• BRANO SCELTO:
# # # # # # #

Per terminare.

Tante sono le idee per chiudere questo mio spazio personale sul computer: avrei potuto scrivere parole confortanti verso il futuro che aspetta le nuove generazioni, ma preferisco  invece, affrontare un argomento che deriva direttamente delle esperienze nelle scuole, a stretto contatto con i giovani e i giovanissimi.

Sono essi il nostro futuro, è vero, ma siamo sicuri di porgere loro un mondo migliore ?

I ragazzini delle scuole elementari assorbono moltissimo ciò che diciamo loro e sono capaci di interiorizzare le idee, sanno sviluppare un sano ragionamento che divide il mondo in buoni e cattivi, e tutti, entusiasticamente, diventerebbero difensori dei più deboli e dei più derelitti, sanno mettersi nei panni dei più deboli e portar loro tante cose nuove e belle come la giustizia e la solidarietà. Ma poi si entra nel mondo delle scuole superiori e forse, per mancanza anche della presenza di una famiglia unita, questi ragazzi diventano cinici e menefreghisti, cercando di ottenere quei simboli che li autorizzano ad entrare in una certa cultura moderna, dove però i  simboli fondamentali sono dimenticati.

# # # # # # #

(Una serie di voci)

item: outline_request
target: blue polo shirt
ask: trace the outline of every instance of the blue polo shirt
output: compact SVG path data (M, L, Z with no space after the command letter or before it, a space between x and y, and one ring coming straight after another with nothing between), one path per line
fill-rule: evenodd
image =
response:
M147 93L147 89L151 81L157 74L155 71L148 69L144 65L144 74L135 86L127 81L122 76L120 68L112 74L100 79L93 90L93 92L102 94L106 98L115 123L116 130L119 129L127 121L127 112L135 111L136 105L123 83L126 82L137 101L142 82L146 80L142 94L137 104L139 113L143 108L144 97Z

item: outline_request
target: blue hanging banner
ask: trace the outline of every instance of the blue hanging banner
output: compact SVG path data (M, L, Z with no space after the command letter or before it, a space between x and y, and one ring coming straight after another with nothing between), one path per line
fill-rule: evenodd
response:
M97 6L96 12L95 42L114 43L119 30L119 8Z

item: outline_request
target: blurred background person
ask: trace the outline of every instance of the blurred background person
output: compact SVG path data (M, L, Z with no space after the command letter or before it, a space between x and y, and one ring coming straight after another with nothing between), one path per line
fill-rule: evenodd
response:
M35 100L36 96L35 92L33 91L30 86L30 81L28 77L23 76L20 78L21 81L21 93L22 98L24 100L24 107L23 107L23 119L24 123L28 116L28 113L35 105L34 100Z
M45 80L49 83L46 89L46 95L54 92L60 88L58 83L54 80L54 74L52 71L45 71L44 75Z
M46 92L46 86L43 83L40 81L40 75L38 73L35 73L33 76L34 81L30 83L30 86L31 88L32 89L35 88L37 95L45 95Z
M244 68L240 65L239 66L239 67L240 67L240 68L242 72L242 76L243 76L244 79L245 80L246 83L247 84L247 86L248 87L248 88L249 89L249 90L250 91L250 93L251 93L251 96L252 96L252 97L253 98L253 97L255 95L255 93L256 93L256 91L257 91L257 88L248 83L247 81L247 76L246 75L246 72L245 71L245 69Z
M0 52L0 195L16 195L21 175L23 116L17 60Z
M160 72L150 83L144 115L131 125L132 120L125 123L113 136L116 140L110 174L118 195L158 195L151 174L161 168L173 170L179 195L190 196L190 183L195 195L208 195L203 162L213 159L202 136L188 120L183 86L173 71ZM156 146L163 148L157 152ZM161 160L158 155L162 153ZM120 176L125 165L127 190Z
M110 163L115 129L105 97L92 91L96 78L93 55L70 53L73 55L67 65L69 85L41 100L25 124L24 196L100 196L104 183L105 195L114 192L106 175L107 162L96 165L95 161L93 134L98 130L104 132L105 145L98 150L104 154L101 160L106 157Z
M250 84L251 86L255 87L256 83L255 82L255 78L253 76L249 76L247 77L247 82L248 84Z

# # # # # # #

• COMPITI DA SVOLGERE:
**A.** Riporta tali e quali le righe dell'elenco, dalla prima fino a quella che contiene "M147 93L147 89L151", compresa.
**B.** Continua il brano sui giovani e la scuola a partire dal punto in cui si ferma.

• RISULTATI PER COMPITO:
**A.**
item: outline_request
target: blue polo shirt
ask: trace the outline of every instance of the blue polo shirt
output: compact SVG path data (M, L, Z with no space after the command letter or before it, a space between x and y, and one ring coming straight after another with nothing between), one path per line
fill-rule: evenodd
image =
response:
M147 93L147 89L151 81L157 74L155 71L148 69L144 65L144 74L135 86L127 81L122 76L120 68L112 74L100 79L93 90L93 92L102 94L106 98L115 123L116 130L119 129L127 121L127 112L135 111L136 105L123 83L126 82L137 101L142 82L146 80L142 94L137 104L139 113L143 108L144 97Z

**B.**
Per fortuna poi questi nostri ragazzi si dimensionano nuovamente ed entrano nel mondo degli adulti, e maturando, comprendono i veri valori della vita.

Dentro di loro è rimasto qualcosa ascoltato nella loro infanzia, tornano alla mente certi racconti, ricordano gli insegnamenti delle maestre più sensibili, la nuova generazione porta con sé buoni semi che daranno ottimi frutti.

Qualche giorno fa sono stata invitata a presenziare all’inaugurazione di una piccola piazza in un paesino arroccato su una montagna che domina la Val Canonica: le autorità del borgo di Cevo,  con un sindaco giovanissimo ed emozionato, che aveva accanto un ex sindaco ormai cinquantenne, hanno voluto intitolare il luogo alla “MEMORIA” degli eventi subiti dal paese nella seconda guerra mondiale, ricordando particolarmente tre deportati periti nei lager nazisti.

Uno accanto all’altro, nella piccola e raccolta piazzetta “della Memoria, abbellita da un monumento e da una scultura lignea opera del Cevese Gian Mario Monella, hanno parlato a tutti i cittadini mentre numerosissime bandiere sventolavano al vento nella calda mattinata di luglio.

Il sindaco, dopo vent’anni di duro lavoro, ha voluto passare il testimone a un giovane: vi è stato il passaggio generazionale e fin quando si riuscirà a passare queste esperienze, siamo sicuri che il mondo vivrà una pace stabile e forse, sicura.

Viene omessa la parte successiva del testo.